This article originally appeared on Baptist Press.

SBDR volunteers near 500,000 meals prepared, provide relief for hundreds of homeowners

FORT MYERS, Fla. – As Southern Baptist Disaster Relief (SBDR) nears 500,000 meals prepared in the wake of Hurricane Ian, volunteers have completed approximately 730 recovery jobs for homeowners.

“As Southern Baptist Disaster Relief teams from across the nation have continued serving in Florida, it has been encouraging to see the impact volunteers are having on these local communities,” said Coy Webb, crisis response director for Send Relief. “We at Send Relief are thrilled to continue providing support for these SBDR volunteers as they meet needs and share the hope of Jesus.”

Eleven local Florida Baptist churches across the impacted area have opened their properties for SBDR volunteers to stay and provide a base of operations. Volunteers with SBDR from Florida, North Carolina, Kentucky, Tennessee, Louisiana, Alabama, Missouri, Illinois, Mississippi, Georgia, Oklahoma, Arkansas, Ohio, Michigan, West Virginia, Kansas, Nebraska, Indiana, Virginia and Texas have served in the response so far.

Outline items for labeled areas

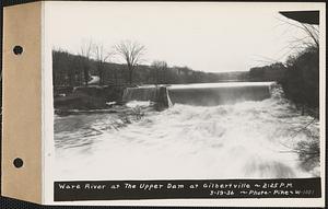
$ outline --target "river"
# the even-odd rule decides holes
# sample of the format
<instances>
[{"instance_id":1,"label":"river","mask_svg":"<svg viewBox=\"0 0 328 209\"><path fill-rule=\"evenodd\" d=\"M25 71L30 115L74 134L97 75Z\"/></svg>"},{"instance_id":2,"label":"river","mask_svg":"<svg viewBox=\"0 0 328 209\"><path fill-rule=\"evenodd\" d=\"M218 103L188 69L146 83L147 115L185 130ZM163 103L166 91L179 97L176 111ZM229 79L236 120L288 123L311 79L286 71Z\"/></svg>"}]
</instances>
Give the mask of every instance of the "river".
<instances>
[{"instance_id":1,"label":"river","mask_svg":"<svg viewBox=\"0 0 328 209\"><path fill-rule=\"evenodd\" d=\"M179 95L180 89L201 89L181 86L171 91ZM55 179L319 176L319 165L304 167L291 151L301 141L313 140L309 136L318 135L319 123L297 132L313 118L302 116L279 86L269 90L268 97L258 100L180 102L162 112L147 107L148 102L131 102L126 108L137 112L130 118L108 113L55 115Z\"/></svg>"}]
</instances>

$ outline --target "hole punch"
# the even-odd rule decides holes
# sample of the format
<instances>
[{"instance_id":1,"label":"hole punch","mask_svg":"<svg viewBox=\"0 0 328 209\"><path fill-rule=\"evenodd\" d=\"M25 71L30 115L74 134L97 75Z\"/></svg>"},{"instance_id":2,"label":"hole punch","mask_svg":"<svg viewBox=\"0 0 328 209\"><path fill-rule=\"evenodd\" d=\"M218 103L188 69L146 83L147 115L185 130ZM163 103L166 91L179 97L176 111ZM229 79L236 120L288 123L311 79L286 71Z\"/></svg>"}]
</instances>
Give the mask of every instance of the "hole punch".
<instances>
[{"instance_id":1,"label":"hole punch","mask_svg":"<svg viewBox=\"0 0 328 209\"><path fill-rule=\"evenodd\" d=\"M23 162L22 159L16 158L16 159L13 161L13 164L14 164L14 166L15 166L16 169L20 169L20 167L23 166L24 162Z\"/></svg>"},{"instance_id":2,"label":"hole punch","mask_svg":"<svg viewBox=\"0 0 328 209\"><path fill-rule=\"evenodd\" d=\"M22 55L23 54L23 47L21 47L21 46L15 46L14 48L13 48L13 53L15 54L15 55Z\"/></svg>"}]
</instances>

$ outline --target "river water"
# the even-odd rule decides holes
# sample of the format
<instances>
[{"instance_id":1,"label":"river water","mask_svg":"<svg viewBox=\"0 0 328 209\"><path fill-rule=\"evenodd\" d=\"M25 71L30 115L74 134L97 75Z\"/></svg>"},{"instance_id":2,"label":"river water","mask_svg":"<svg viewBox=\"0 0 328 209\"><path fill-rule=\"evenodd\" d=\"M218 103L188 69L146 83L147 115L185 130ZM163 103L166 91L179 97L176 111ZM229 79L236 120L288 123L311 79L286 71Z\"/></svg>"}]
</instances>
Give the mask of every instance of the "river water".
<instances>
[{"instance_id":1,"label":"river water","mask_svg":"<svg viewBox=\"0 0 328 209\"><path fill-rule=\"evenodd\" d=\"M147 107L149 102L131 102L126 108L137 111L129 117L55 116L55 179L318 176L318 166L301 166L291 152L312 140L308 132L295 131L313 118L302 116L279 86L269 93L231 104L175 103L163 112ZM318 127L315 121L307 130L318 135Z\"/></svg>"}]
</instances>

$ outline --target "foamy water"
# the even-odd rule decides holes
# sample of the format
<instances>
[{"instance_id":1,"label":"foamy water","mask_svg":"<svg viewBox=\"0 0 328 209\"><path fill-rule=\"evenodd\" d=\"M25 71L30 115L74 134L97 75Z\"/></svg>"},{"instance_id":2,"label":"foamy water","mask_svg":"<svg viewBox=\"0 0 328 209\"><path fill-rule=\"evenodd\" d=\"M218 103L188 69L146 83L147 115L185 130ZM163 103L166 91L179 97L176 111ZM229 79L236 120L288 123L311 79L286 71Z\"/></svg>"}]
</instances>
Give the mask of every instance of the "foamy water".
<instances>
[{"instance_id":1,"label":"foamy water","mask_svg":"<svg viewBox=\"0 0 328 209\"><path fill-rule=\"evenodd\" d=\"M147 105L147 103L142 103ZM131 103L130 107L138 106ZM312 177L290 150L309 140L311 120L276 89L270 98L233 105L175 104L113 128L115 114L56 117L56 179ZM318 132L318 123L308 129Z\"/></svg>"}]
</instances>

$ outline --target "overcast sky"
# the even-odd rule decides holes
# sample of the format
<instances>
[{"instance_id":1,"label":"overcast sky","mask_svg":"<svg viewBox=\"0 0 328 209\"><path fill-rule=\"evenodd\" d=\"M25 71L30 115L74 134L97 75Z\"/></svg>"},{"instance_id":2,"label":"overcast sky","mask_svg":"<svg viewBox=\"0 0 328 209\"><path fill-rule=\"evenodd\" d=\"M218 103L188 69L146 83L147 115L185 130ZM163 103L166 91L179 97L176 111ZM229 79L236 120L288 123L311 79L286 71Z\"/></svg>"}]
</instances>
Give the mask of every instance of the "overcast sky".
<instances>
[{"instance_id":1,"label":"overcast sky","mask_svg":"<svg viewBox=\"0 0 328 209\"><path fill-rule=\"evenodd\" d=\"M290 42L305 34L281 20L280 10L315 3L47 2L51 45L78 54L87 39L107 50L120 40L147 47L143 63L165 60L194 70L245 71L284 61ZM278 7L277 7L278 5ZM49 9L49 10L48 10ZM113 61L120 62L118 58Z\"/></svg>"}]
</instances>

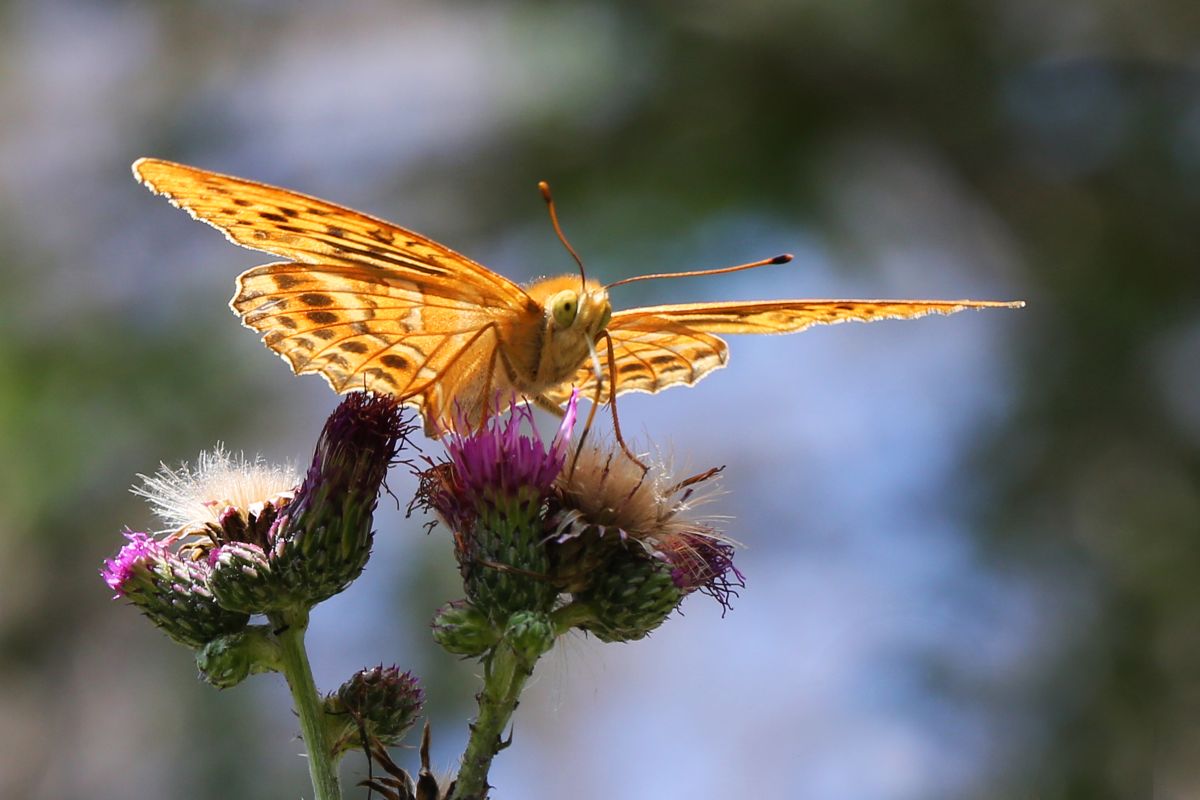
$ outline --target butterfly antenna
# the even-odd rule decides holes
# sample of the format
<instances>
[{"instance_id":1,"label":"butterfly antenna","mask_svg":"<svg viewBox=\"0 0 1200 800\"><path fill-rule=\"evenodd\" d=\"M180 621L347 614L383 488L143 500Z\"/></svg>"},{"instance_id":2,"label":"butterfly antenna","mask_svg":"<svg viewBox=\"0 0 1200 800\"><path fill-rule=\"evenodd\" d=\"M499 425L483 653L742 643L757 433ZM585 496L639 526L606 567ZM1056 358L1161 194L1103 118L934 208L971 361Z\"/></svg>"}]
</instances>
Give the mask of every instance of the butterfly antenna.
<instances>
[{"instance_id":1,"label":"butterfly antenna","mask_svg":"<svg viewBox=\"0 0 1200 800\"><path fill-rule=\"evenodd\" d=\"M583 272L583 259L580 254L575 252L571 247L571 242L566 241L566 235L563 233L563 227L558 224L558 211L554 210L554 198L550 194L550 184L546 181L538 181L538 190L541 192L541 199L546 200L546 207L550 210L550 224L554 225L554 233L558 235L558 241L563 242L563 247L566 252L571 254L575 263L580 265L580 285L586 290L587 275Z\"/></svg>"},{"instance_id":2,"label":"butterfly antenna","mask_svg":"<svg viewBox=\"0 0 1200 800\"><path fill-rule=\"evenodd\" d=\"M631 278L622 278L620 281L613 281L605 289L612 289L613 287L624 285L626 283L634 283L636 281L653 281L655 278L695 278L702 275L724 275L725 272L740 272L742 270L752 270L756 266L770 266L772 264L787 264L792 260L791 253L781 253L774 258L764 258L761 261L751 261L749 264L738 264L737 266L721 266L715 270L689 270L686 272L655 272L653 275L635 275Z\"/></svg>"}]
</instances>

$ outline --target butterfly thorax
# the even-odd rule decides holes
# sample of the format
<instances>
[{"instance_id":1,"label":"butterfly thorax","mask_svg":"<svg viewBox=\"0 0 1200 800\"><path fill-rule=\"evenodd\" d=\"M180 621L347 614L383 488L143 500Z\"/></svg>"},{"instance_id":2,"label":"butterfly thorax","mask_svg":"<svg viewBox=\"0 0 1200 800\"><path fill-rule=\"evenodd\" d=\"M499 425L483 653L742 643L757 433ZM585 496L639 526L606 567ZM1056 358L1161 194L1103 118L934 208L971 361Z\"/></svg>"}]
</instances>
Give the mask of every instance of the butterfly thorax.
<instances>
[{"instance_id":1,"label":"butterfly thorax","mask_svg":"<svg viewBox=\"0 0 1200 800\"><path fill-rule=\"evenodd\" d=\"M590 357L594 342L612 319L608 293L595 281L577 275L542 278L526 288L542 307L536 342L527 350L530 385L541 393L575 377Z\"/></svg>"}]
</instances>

__JOB 1__
According to the disaster relief article, how many local Florida Baptist churches opened their properties to SBDR volunteers?
__JOB 2__
From the disaster relief article, return the passage that begins at the words "FORT MYERS, Fla." and stops after "jobs for homeowners.".

__TASK RESPONSE 1__
Eleven

__TASK RESPONSE 2__
FORT MYERS, Fla. – As Southern Baptist Disaster Relief (SBDR) nears 500,000 meals prepared in the wake of Hurricane Ian, volunteers have completed approximately 730 recovery jobs for homeowners.